#### INSTRUCCIÓN ESCRITA 1
Exprese como tabla Markdown todo el listado desde la línea que contiene "Would you point at the kitchen appliance" hasta la que contiene "point(191, 135)", ambas incluidas, con las columnas «Número» y «Línea del listado»; omita las líneas en blanco.

#### FRAGMENTO DEL DOCUMENTO
:::

Por Javier Marías |
Una de las más empecinadas manías de los críticos
españoles actuales invita a pensar que se han educado en la lectura de novelas
policiacas, en las cuales –se supone– cualquier personaje, cualquier episodio,
cualquier detalle han de tener una misión y un sentido; o, dicho más a las
claras, han de constituir una pista. (También parecen haberse formado en Chéjov
y en su conocida y estúpida lección: si al comienzo de un relato aparece un
clavo, tiene que ser el clavo del que al final se cuelgue el protagonista.)
La
apelación continua a los “necesario”, a la “pertinencia” de todos los
elementos, a la simplona “unidad” de las narraciones, es una de las más
escandalosas pruebas de la miopía presente e histórica que aqueja a esos
críticos, dominados por una concepción utilitarista de la literatura. Si hay un
modelo de novelista moderno, ese es Cervantes, quizá con el precedente de
Rabelais y la estela de Sterne. En esos tres autores se da todo menos esa
supuesta “unidad” convencional, y sus obras están literalmente plagadas de
episodios que no son necesarios ni pertinentes al relato: en el caso del Quijote no se trata sólo de la famosa, criticada y
por lo demás fundamental interpolación de “El curioso impertinente”, sino de la
mayoría de las aventuras contadas, que casi nunca añaden nada ni al conjunto de
la historia ni a la personalidad de Don Quijote y Sancho. Las mejores novelas
de nuestra tradición, de Cervantes a Proust, de Sterne a Faulkner, de Conrad a
Nabokov, son por el contrario divagatorias, están llenas de rodeos y desvíos,
de digresiones, de lo que esos críticos llamarían “elementos gratuitos” y no lo
son en modo alguno, sino que constituyen la configuración misma de sus mundos.
Lo importante de una novela es su discurrir, no su fin ni tampoco lo que conduce
en línea recta hasta ese fin.
Pero lo más sorprendente es comprobar que ni
siquiera las mejores obras de esa tradición policiaca se ajustan a los
requisitos de esos reseñadores tan unitarios y tan cortos de vista, y ello
resulta particularmente llamativo en Dashiell Hammett, de cuyo nacimiento se
cumple ahora el centenario. Bien es verdad que para sus novelas se han buscando
términos alternativos al de “policiacas”, pero no es menos cierto que en ellas
suele haber una búsqueda y más de un asesinato, un descubrimiento, una misión
que cumplir o un caso que resolver, por lo que podrían incluirse en el género
sin demasiadas objeciones, aunque también lo trasciendan. Pues bien, habiendo
pasado Hammett a la historia como uno de los autores más perfectos e
influyentes de la novela detectivesca, es curioso comprobar cómo ni siquiera en
él la intriga o trama tiene la menor importancia, cómo la resolución es algo
enteramente secundario, cómo los cabos sueltos o los “caprichos” o los
episodios “impertinentes” son el verdadero entramado y la verdadera alma de sus
ficciones, cómo son obras que asimismo dependen mucho más del discurrir y de la
voz que cuenta que de los hechos narrados, que por sí solos no significan gran
cosa y podrían ser intercambiables con los de tantas otras novelas y películas.

:::

#### LISTADO PARA PROCESAR
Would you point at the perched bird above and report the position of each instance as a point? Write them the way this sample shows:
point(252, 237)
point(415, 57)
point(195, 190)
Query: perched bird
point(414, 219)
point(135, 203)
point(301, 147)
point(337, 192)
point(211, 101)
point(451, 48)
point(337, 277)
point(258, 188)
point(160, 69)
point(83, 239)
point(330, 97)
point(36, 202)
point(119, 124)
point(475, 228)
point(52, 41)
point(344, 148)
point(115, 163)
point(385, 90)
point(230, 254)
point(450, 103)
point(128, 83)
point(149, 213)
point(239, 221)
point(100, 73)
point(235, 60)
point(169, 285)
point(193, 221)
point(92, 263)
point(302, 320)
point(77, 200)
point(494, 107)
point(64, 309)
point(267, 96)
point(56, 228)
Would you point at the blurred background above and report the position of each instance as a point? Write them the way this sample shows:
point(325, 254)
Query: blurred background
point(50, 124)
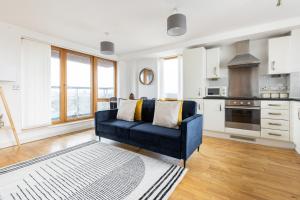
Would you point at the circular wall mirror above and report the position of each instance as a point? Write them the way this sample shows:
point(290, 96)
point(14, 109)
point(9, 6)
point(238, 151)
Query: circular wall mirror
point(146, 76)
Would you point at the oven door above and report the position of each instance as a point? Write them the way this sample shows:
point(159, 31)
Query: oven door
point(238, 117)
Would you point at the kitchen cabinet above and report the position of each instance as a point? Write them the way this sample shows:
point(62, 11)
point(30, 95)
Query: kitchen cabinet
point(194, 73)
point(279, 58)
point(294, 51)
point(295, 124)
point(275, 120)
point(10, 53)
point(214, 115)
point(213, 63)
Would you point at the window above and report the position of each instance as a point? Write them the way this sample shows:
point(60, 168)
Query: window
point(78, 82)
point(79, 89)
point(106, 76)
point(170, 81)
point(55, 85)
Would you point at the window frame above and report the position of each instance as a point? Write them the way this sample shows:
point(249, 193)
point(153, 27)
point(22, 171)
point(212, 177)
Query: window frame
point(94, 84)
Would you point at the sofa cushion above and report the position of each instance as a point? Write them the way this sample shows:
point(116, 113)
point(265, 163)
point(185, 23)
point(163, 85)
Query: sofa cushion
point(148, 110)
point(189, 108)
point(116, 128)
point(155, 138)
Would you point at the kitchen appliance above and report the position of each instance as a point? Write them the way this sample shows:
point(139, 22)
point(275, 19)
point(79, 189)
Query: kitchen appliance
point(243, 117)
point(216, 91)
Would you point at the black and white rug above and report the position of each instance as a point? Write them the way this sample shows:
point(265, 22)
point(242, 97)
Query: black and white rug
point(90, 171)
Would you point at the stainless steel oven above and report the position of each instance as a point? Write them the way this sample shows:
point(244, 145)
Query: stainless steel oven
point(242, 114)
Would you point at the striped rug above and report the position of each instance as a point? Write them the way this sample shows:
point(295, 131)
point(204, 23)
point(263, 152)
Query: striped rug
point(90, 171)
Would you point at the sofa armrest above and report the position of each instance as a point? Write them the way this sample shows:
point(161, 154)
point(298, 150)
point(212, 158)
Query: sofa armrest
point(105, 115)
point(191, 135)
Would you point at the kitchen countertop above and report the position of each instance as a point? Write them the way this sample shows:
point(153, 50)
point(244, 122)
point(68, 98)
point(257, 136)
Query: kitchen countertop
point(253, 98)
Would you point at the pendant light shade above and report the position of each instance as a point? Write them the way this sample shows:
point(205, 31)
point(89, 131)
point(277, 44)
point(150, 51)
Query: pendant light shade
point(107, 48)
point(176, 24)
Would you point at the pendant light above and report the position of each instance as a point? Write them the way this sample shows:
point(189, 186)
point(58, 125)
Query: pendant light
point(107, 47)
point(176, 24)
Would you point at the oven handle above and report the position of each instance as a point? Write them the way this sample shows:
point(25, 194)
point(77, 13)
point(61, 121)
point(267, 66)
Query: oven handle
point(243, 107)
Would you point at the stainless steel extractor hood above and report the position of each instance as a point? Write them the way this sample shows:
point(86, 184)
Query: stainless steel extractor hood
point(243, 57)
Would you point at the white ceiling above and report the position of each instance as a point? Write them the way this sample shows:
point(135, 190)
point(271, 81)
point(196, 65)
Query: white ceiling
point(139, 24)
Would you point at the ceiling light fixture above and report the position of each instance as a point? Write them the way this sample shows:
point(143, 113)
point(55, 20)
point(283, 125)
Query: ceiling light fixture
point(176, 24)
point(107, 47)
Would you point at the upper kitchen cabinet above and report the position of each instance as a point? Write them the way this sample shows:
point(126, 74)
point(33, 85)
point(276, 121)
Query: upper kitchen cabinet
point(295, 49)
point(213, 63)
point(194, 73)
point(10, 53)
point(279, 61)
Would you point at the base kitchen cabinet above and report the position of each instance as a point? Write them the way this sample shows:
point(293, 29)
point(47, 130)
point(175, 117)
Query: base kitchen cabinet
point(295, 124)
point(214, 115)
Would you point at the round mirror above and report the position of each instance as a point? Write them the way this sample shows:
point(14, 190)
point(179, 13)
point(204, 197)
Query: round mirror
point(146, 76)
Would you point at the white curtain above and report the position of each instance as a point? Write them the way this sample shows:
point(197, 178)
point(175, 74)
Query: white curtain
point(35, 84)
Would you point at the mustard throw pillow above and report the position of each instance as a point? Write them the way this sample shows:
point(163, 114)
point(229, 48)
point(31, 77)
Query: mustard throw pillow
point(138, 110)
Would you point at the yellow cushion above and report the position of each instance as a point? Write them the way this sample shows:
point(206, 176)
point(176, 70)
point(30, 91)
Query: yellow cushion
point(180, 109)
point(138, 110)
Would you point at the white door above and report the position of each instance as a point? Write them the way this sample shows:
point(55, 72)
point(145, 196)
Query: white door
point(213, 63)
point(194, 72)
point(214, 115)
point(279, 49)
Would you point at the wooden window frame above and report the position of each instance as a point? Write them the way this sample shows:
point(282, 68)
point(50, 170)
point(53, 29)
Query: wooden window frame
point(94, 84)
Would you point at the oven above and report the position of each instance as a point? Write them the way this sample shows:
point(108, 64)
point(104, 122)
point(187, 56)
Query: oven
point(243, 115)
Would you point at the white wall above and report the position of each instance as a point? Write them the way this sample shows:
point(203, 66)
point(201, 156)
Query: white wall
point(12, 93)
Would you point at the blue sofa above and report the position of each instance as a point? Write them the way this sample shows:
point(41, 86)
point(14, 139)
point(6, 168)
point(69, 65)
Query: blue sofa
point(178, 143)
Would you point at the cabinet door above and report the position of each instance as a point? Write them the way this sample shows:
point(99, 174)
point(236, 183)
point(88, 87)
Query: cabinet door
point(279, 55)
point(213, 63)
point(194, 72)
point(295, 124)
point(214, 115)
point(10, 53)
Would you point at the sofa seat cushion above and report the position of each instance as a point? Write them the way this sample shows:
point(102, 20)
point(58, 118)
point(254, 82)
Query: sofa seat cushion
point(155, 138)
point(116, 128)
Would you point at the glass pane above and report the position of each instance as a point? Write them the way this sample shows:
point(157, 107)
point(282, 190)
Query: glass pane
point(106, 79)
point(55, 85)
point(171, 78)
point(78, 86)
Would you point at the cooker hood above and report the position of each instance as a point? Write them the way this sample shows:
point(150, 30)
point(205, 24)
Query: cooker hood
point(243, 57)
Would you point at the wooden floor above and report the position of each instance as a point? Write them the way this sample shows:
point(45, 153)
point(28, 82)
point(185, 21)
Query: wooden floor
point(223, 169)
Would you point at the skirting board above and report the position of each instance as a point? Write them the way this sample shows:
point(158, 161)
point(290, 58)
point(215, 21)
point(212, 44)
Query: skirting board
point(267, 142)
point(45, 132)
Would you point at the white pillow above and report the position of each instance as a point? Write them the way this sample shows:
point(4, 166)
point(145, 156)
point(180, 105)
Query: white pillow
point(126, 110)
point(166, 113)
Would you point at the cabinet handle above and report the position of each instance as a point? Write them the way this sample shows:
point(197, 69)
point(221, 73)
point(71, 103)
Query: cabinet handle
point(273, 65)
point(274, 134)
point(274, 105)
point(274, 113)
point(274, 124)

:::

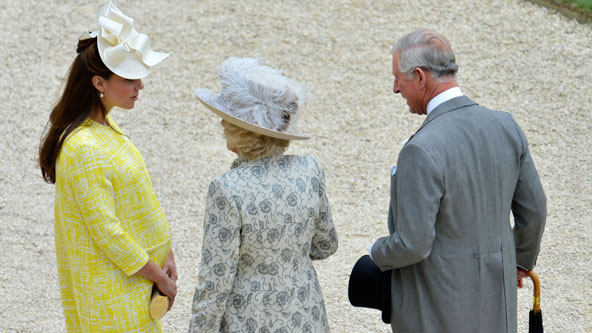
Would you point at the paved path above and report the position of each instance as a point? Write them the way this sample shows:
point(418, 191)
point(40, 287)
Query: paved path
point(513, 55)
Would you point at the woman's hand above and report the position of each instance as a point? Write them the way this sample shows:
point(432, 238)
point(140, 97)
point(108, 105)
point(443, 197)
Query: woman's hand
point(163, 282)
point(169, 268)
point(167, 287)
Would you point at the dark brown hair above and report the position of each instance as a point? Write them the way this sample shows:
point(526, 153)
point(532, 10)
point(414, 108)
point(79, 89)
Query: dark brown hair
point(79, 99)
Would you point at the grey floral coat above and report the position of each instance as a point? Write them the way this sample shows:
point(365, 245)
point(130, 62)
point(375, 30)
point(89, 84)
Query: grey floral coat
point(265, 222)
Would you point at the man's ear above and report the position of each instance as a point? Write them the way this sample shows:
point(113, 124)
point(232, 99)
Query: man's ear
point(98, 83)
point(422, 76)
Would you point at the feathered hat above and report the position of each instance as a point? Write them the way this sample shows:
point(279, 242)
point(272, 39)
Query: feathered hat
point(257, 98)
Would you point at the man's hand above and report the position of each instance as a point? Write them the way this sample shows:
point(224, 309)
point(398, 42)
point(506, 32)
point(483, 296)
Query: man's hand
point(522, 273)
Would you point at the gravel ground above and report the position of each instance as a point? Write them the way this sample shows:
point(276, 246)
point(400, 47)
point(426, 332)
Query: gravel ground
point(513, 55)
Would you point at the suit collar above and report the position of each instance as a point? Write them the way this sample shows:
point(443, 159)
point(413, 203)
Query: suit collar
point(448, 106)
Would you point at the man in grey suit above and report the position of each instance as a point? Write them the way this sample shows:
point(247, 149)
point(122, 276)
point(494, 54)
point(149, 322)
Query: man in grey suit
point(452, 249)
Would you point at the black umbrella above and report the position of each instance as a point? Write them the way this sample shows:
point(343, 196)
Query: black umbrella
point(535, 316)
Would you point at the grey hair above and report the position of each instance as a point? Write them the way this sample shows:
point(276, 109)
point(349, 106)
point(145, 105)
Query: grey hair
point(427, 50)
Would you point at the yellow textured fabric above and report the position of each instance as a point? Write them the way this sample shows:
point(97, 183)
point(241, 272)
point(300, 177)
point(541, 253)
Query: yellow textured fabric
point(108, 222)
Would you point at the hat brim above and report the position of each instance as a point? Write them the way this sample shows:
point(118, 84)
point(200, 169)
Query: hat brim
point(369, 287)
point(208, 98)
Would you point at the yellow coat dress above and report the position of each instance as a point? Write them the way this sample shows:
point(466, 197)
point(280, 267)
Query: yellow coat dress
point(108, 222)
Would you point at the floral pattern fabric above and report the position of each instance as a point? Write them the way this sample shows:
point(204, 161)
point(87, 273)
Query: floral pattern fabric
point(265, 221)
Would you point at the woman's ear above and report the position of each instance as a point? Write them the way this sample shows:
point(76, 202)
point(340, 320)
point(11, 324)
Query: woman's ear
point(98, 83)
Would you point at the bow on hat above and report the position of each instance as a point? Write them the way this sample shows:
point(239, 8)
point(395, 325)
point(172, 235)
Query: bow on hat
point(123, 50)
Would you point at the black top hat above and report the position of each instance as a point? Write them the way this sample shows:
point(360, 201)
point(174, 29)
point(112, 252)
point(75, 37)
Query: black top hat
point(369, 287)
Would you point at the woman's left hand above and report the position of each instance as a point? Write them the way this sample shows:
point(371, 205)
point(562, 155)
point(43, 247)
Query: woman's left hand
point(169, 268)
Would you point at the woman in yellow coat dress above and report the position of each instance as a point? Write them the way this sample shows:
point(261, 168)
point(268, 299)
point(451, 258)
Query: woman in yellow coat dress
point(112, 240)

:::

#### INSTRUCCIÓN ESCRITA 2
Reescriba el fragmento sobre Dashiell Hammett desde "Por Javier Marías" hasta "cuelgue el protagonista.)", ambos incluidos, sustituyendo "manías" por "obsesiones".

#### RESPUESTA CORRECTA 1
| Número | Línea del listado |
|---|---|
| 1 | Would you point at the kitchen appliance above and report the position of each instance as a point? Write them the way this sample shows: |
| 2 | point(139, 22) |
| 3 | point(275, 19) |
| 4 | point(79, 189) |
| 5 | Query: kitchen appliance |
| 6 | point(243, 117) |
| 7 | point(216, 91) |
| 8 | Would you point at the black and white rug above and report the position of each instance as a point? Write them the way this sample shows: |
| 9 | point(265, 22) |
| 10 | point(242, 97) |
| 11 | Query: black and white rug |
| 12 | point(90, 171) |
| 13 | Would you point at the stainless steel oven above and report the position of each instance as a point? Write them the way this sample shows: |
| 14 | point(244, 145) |
| 15 | Query: stainless steel oven |
| 16 | point(242, 114) |
| 17 | Would you point at the striped rug above and report the position of each instance as a point? Write them the way this sample shows: |
| 18 | point(295, 131) |
| 19 | point(204, 23) |
| 20 | point(263, 152) |
| 21 | Query: striped rug |
| 22 | point(90, 171) |
| 23 | Would you point at the sofa armrest above and report the position of each instance as a point? Write them the way this sample shows: |
| 24 | point(161, 154) |
| 25 | point(298, 150) |
| 26 | point(212, 158) |
| 27 | Query: sofa armrest |
| 28 | point(105, 115) |
| 29 | point(191, 135) |

#### RESPUESTA CORRECTA 2
Por Javier Marías |
Una de las más empecinadas obsesiones de los críticos
españoles actuales invita a pensar que se han educado en la lectura de novelas
policiacas, en las cuales –se supone– cualquier personaje, cualquier episodio,
cualquier detalle han de tener una misión y un sentido; o, dicho más a las
claras, han de constituir una pista. (También parecen haberse formado en Chéjov
y en su conocida y estúpida lección: si al comienzo de un relato aparece un
clavo, tiene que ser el clavo del que al final se cuelgue el protagonista.)